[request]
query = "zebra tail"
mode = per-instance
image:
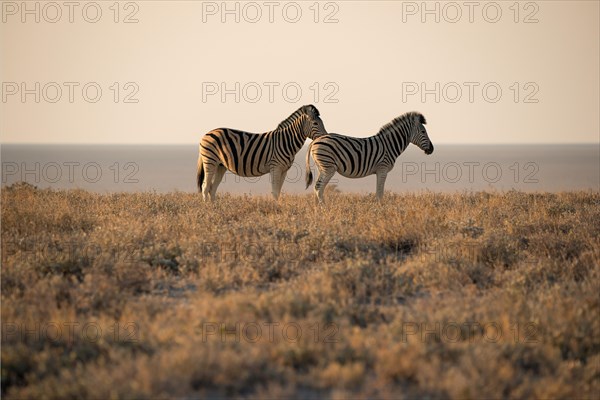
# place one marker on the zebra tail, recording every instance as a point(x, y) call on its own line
point(308, 171)
point(200, 173)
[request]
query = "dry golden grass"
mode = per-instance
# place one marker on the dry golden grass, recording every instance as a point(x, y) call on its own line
point(124, 295)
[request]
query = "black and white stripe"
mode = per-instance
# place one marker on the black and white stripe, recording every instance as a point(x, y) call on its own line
point(359, 157)
point(250, 154)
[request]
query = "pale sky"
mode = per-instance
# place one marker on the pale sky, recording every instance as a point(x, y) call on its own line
point(368, 65)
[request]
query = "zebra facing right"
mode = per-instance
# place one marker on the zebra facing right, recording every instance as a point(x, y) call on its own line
point(359, 157)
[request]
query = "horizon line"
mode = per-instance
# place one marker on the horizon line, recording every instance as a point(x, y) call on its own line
point(196, 143)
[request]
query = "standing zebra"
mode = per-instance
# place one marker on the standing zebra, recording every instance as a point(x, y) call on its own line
point(250, 154)
point(360, 157)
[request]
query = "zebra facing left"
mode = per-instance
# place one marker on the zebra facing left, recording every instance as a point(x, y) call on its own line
point(252, 155)
point(359, 157)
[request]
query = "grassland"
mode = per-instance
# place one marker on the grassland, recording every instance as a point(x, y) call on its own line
point(146, 295)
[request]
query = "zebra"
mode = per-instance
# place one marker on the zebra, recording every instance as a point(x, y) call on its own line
point(360, 157)
point(251, 155)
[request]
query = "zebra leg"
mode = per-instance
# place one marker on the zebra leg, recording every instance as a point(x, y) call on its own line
point(322, 181)
point(277, 176)
point(381, 175)
point(209, 173)
point(217, 180)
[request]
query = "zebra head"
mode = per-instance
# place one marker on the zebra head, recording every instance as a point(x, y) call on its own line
point(313, 125)
point(419, 135)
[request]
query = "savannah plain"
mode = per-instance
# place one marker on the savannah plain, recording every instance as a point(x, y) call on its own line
point(145, 295)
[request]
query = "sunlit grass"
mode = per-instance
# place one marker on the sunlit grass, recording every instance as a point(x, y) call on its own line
point(403, 298)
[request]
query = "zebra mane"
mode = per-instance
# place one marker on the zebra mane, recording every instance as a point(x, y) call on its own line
point(407, 118)
point(296, 114)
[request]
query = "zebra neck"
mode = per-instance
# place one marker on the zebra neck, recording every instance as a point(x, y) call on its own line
point(293, 135)
point(395, 142)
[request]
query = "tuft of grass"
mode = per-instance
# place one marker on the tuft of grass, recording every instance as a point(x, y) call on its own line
point(472, 295)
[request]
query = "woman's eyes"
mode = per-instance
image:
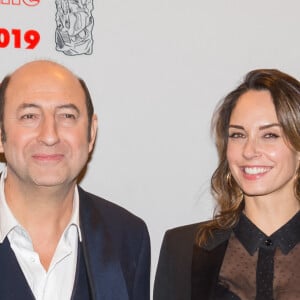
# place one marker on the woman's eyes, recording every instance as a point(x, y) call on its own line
point(236, 135)
point(241, 135)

Exercise requirements:
Output the material word for word, and keep the pictures out.

Reply:
[request]
query = "zebra tail"
mode = per-instance
image:
# place one marker on the zebra tail, recording every instance as a point(x, y) call on its own line
point(308, 171)
point(200, 173)
[request]
query = "dry golden grass"
mode = per-instance
# place one marker on the dry golden grass, recording every instance as a point(x, y) call on its own line
point(124, 295)
[request]
query = "black and white stripe"
mode = per-instance
# place one marker on the black and white stripe, recording every instance as a point(x, y) call on its own line
point(359, 157)
point(250, 154)
[request]
query = "pale sky"
mode = per-instance
# place one marker on the pale sky, recording every instance as a point(x, y) call on its own line
point(368, 65)
[request]
query = "zebra facing right"
mode = per-instance
# place one marker on the zebra facing right, recording every instance as a point(x, y) call on its own line
point(359, 157)
[request]
query = "horizon line"
mode = per-instance
# place one marker on the horizon line, recording every instance as a point(x, y) call on its own line
point(196, 143)
[request]
query = "standing zebra"
mode = per-instance
# place one marker on the standing zebra, recording every instance as a point(x, y) call on its own line
point(250, 154)
point(360, 157)
[request]
query = "zebra facing left"
mode = per-instance
# place one marker on the zebra facing left, recording every instance as a point(x, y) call on its own line
point(252, 155)
point(359, 157)
[request]
query = "grassland"
mode = per-instance
# place one marker on the grassland, recording every instance as a point(x, y) call on its own line
point(146, 295)
[request]
query = "zebra"
mode = per-instance
# place one marker on the zebra, recording every instance as a point(x, y) call on its own line
point(360, 157)
point(251, 155)
[request]
query = "zebra leg"
mode = per-instance
# place one marker on the zebra leg, recording every instance as a point(x, y) call on its own line
point(322, 181)
point(277, 176)
point(381, 175)
point(209, 173)
point(217, 180)
[request]
query = "zebra head"
mode = per-instance
# place one marker on the zebra head, recording every instance as a point(x, y) call on its own line
point(313, 125)
point(419, 135)
[request]
query = "savannah plain"
mode = per-instance
# place one marker on the savannah plain, recording every instance as a point(x, y) call on its own line
point(145, 295)
[request]
query = "sunlit grass"
mode = per-instance
# place one marker on the sunlit grass, recording every instance as a point(x, y) call on its own line
point(403, 298)
[request]
query = "zebra mane"
mode = per-instance
# place one marker on the zebra mane, recording every instance as a point(x, y) call on its own line
point(407, 118)
point(296, 114)
[request]
query = "zebra neck"
mode = per-instance
# place one marker on the zebra neck, recording every instance as a point(x, y) call on its own line
point(293, 135)
point(395, 142)
[request]
query = "tuft of grass"
mode = per-instance
# place one marker on the tuft of grass, recording every instance as a point(x, y) call on its own line
point(472, 295)
[request]
query = "woman's eyes"
mode = per-instance
image:
# place one marker on the woman's eyes, recording every instance as a point(x, y) call on its own line
point(236, 135)
point(241, 135)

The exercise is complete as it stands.